WORK INSTRUCTIONS -
a – In the passage about the dispute over Mendel's data, in which city was the 1904 British Association meeting held?
b – Please revise the passage about the dispute over Mendel's data, starting at "Weldon was eager" and ending at "to Bateson’s group.", and replace "race horses" with "racehorses".

EXTRACT TO READ -
In all parts of the life sciences the quantitative approach was gaining ground. With this trend were Pearson and Weldon who used mathematics to test the validity of Mendel’s own data and whose results appeared to be too good to be true: there was nearly 100% validity, an unheard-of result that made them suspect that someone had fiddled the calculation. But who would want to do such a thing, and with what motive?  Bateson did not accept the criticism and saw Weldon’s questioning of Mendel’s conclusions as an over-reaction. Ever more determined, Weldon went on looking for evidence of adaptation in his snails and crabs, measuring their death rates, looking for signs of extinction of old species and origin of new ones. But he didn’t find any new evidence and blamed that on the complexity of the way his organisms showed their adaptation and selection. This was no way of gaining support from an already disillusioned group of Darwin supporters.

Bateson took an even stronger line against the London statisticians in Pearson’s circle and the bitter dispute about the nature of evolution and the value of the statistical method continued to rage. The battle over Mendel’s data reached its climax at the 1904 British Association meeting that happened to be in Cambridge where the audience was hostile to the London side. In response, a complacent Bateson was the proud host and felt confident that his students would give some good talks. In the event there was a series of dull displays of statistical analysis from the Londoners and the presentations of breeding experiments from Bateson’s Cambridge group were not much better. At the end, Pearson offered to bring the two sides together: the chairman looked around at the blank faces of the Cambridge audience and saw little enthusiasm for this: “But what I say is: let them fight it out!” The audience broke up into small groups, each wondering which side another was on, and many thinking that strong leadership could have led the scientists out of this hole. Instead, most of the positive work was being done miles away in New York and the English contribution was about to turn into tragedy.

Weldon was eager to accept the challenge from that meeting and his first chance for reconciliation came later in the year when the Royal Society asked him to referee a manuscript from one of Bateson’s supporters. It took data from the pedigrees of race horses and found what the author argued to be Mendelian ratios in the coat colours: bay and brown being dominant to the chestnut recessive. Weldon was unhappy with the author’s colour assignments, fearing they had been altered to give good results, and asked the author to clarify the methodology and the definition of his characters. The great row that inevitably followed ended in the work eventually being published, but with a brief footnote. It highlighted some of the changes that Weldon had demanded, but the fact that the article was published at all gave victory to Bateson’s group.

Data entries:
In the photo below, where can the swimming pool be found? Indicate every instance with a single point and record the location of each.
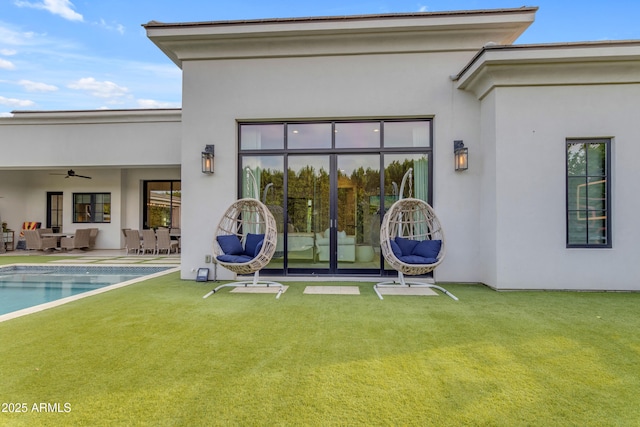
(28, 288)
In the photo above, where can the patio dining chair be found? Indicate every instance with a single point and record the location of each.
(132, 241)
(164, 242)
(149, 242)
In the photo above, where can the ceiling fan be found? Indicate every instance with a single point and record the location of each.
(72, 173)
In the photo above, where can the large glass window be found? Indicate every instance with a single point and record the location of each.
(162, 200)
(328, 184)
(588, 193)
(91, 207)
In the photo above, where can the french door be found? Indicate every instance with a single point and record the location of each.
(332, 214)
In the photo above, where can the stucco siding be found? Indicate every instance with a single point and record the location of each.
(531, 190)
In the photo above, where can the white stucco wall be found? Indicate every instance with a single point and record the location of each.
(218, 94)
(531, 162)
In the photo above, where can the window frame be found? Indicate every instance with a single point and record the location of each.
(605, 177)
(106, 212)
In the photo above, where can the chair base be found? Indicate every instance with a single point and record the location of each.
(249, 283)
(400, 282)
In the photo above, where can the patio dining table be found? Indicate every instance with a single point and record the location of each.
(58, 236)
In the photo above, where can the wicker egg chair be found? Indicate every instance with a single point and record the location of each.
(414, 221)
(245, 218)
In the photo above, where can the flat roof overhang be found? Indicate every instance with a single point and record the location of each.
(347, 35)
(579, 63)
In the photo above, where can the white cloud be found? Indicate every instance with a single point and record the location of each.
(152, 103)
(10, 37)
(62, 8)
(30, 86)
(111, 27)
(6, 65)
(105, 89)
(13, 102)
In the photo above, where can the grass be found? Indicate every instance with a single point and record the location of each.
(156, 353)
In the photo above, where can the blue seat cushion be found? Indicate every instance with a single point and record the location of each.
(395, 249)
(230, 244)
(235, 259)
(416, 259)
(253, 244)
(427, 248)
(406, 245)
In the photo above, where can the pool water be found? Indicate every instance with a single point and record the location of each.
(28, 286)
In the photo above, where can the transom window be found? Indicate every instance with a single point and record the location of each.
(588, 193)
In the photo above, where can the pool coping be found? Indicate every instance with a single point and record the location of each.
(65, 300)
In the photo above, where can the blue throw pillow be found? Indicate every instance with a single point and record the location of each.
(416, 259)
(427, 248)
(258, 248)
(395, 249)
(251, 243)
(235, 259)
(406, 245)
(230, 244)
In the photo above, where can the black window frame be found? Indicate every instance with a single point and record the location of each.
(146, 200)
(571, 210)
(91, 208)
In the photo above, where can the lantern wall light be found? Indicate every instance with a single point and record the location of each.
(461, 156)
(207, 159)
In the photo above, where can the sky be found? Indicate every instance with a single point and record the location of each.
(94, 54)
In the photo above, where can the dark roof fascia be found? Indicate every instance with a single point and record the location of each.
(156, 24)
(546, 46)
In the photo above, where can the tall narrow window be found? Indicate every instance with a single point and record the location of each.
(91, 207)
(588, 193)
(162, 200)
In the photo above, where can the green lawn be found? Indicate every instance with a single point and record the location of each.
(156, 353)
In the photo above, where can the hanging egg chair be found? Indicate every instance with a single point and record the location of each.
(245, 240)
(411, 240)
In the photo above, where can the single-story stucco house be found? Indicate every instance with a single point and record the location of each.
(345, 105)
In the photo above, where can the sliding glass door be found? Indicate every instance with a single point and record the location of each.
(328, 185)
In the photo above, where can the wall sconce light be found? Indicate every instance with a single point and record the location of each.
(207, 159)
(461, 156)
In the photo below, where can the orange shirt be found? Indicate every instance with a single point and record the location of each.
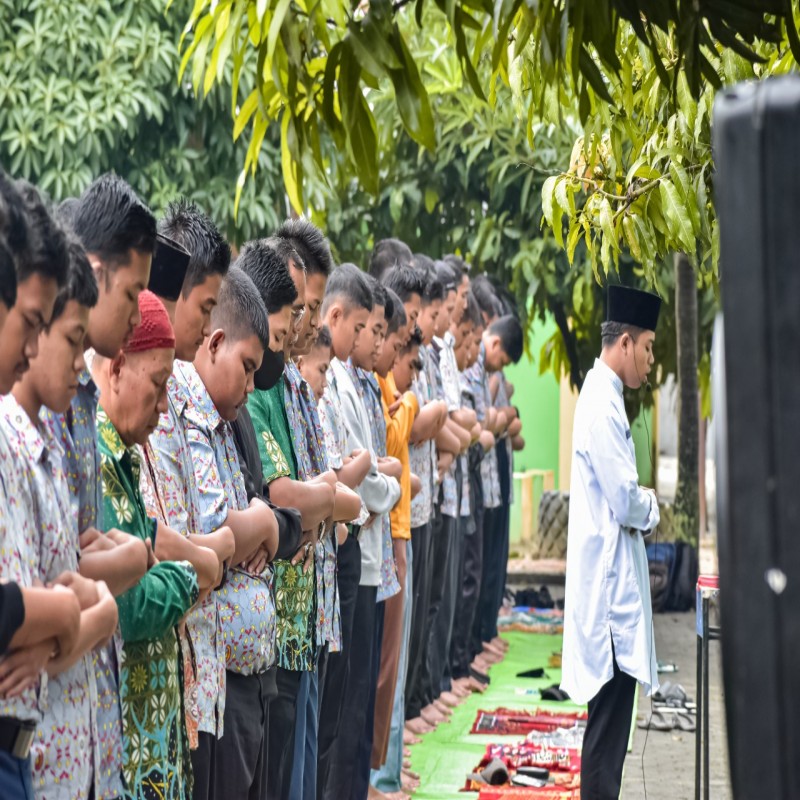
(398, 432)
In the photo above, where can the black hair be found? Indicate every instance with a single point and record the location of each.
(324, 338)
(349, 282)
(240, 311)
(447, 276)
(611, 331)
(111, 220)
(395, 318)
(485, 295)
(310, 243)
(509, 330)
(209, 253)
(47, 255)
(405, 281)
(269, 272)
(81, 284)
(389, 253)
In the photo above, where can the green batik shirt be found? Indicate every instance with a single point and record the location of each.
(155, 760)
(295, 590)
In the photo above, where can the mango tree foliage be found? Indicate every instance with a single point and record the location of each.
(90, 87)
(311, 65)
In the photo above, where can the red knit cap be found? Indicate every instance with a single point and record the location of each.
(155, 329)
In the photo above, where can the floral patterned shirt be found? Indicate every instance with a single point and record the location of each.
(245, 603)
(389, 586)
(62, 754)
(156, 761)
(76, 432)
(170, 493)
(302, 415)
(295, 590)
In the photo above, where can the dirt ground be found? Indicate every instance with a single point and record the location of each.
(669, 756)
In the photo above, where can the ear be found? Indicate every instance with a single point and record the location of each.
(214, 343)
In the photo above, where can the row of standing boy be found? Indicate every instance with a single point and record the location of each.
(254, 520)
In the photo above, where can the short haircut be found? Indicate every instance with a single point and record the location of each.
(349, 283)
(396, 318)
(447, 275)
(414, 340)
(485, 295)
(81, 284)
(611, 331)
(509, 330)
(240, 311)
(324, 338)
(111, 220)
(269, 272)
(388, 253)
(47, 254)
(405, 281)
(209, 253)
(310, 243)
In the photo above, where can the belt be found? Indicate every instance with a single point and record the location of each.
(16, 737)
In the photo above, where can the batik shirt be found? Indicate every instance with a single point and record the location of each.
(303, 417)
(76, 432)
(295, 590)
(62, 753)
(18, 562)
(245, 604)
(156, 761)
(170, 494)
(389, 586)
(478, 380)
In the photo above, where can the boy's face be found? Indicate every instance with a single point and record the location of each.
(112, 320)
(412, 306)
(315, 292)
(428, 320)
(446, 314)
(54, 372)
(405, 368)
(24, 322)
(192, 321)
(227, 368)
(314, 368)
(366, 347)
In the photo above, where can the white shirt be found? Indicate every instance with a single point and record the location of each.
(608, 583)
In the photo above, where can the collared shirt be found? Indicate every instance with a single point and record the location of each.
(295, 589)
(62, 754)
(170, 494)
(398, 431)
(155, 749)
(76, 432)
(302, 414)
(607, 595)
(478, 379)
(389, 586)
(245, 604)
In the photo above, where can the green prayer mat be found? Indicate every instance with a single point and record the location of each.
(445, 757)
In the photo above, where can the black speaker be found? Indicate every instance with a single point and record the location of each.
(756, 139)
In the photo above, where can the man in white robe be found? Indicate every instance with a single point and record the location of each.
(608, 627)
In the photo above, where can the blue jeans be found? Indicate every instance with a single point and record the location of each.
(387, 778)
(15, 777)
(304, 767)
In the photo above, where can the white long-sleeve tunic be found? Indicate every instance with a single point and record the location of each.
(607, 586)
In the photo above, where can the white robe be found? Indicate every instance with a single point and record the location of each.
(608, 585)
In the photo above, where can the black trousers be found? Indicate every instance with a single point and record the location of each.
(442, 626)
(421, 547)
(239, 760)
(334, 667)
(606, 739)
(349, 749)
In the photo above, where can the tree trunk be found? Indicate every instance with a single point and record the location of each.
(686, 511)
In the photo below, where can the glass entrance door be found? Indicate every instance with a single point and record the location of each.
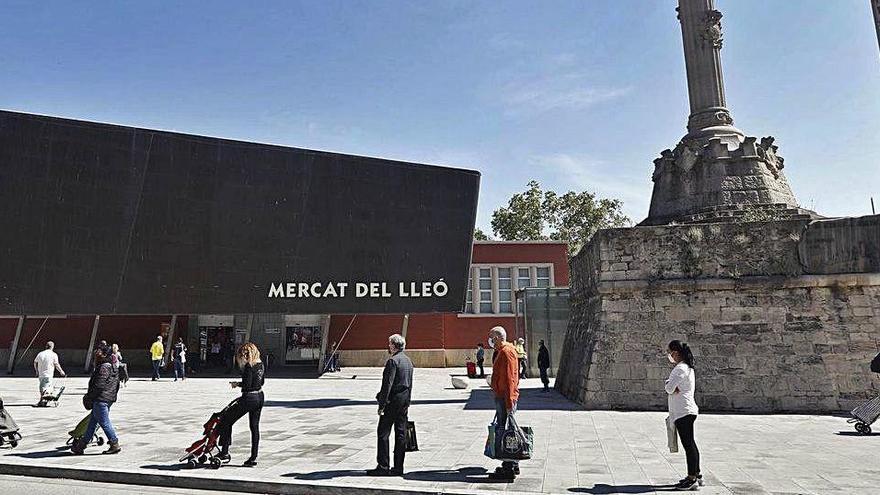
(303, 344)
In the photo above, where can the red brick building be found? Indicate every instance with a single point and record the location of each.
(446, 339)
(442, 339)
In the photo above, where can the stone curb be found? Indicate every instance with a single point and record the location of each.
(129, 477)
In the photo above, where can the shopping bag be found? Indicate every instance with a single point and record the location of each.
(412, 442)
(515, 444)
(489, 450)
(671, 435)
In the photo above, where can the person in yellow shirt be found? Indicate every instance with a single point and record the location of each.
(521, 356)
(157, 350)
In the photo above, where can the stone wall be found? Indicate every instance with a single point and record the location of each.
(767, 335)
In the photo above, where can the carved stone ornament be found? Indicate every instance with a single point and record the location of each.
(703, 120)
(767, 152)
(712, 31)
(685, 158)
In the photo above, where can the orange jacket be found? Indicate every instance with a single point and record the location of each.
(505, 374)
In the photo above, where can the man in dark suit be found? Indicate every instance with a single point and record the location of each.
(393, 401)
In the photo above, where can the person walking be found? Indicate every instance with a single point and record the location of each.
(544, 364)
(253, 375)
(157, 350)
(521, 357)
(683, 409)
(118, 364)
(179, 352)
(505, 385)
(45, 365)
(394, 400)
(101, 394)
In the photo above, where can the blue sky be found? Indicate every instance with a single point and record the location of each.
(579, 95)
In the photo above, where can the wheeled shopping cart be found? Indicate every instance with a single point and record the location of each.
(865, 415)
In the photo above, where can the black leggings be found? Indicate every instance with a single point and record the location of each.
(252, 405)
(685, 428)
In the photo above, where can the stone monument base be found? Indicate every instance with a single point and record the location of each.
(782, 316)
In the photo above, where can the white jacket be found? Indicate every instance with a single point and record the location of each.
(681, 403)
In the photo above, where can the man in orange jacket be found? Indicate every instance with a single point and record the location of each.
(505, 384)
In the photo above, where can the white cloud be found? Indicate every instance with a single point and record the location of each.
(569, 91)
(607, 180)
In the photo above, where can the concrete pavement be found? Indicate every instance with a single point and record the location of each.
(318, 436)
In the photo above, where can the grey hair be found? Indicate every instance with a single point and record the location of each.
(499, 332)
(397, 341)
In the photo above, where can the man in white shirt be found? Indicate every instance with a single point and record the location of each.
(45, 365)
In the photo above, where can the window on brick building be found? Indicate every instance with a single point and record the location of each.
(523, 278)
(495, 285)
(505, 291)
(543, 278)
(485, 285)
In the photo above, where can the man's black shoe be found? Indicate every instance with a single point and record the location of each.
(502, 475)
(379, 472)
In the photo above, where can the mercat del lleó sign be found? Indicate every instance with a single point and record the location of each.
(106, 219)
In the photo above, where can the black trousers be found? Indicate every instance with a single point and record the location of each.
(523, 368)
(394, 418)
(544, 378)
(252, 405)
(685, 428)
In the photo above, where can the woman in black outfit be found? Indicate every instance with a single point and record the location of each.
(250, 403)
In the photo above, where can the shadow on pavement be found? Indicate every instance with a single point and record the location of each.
(461, 475)
(58, 452)
(530, 399)
(326, 475)
(856, 434)
(169, 467)
(612, 489)
(324, 403)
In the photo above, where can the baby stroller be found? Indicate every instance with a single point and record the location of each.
(864, 415)
(51, 398)
(204, 450)
(77, 433)
(8, 428)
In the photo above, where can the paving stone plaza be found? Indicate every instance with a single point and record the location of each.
(318, 436)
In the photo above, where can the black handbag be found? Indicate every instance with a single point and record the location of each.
(412, 442)
(516, 443)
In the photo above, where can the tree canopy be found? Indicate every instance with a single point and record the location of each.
(572, 217)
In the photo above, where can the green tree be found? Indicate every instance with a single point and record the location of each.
(572, 217)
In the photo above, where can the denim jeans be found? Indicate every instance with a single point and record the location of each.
(500, 426)
(179, 369)
(157, 365)
(100, 416)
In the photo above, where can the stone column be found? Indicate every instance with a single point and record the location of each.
(701, 36)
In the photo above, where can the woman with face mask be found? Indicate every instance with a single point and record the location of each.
(683, 409)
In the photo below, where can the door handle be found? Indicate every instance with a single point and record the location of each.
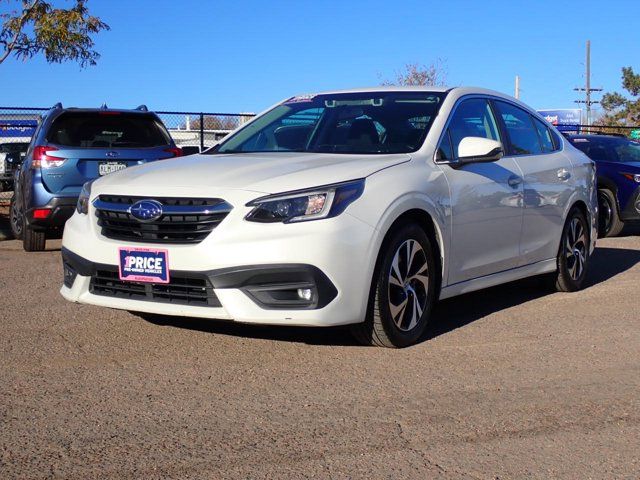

TASK RESPONSES -
a – Cambridge.

b –
Weldon was eager to accept the challenge from that meeting and his first chance for reconciliation came later in the year when the Royal Society asked him to referee a manuscript from one of Bateson’s supporters. It took data from the pedigrees of racehorses and found what the author argued to be Mendelian ratios in the coat colours: bay and brown being dominant to the chestnut recessive. Weldon was unhappy with the author’s colour assignments, fearing they had been altered to give good results, and asked the author to clarify the methodology and the definition of his characters. The great row that inevitably followed ended in the work eventually being published, but with a brief footnote. It highlighted some of the changes that Weldon had demanded, but the fact that the article was published at all gave victory to Bateson’s group.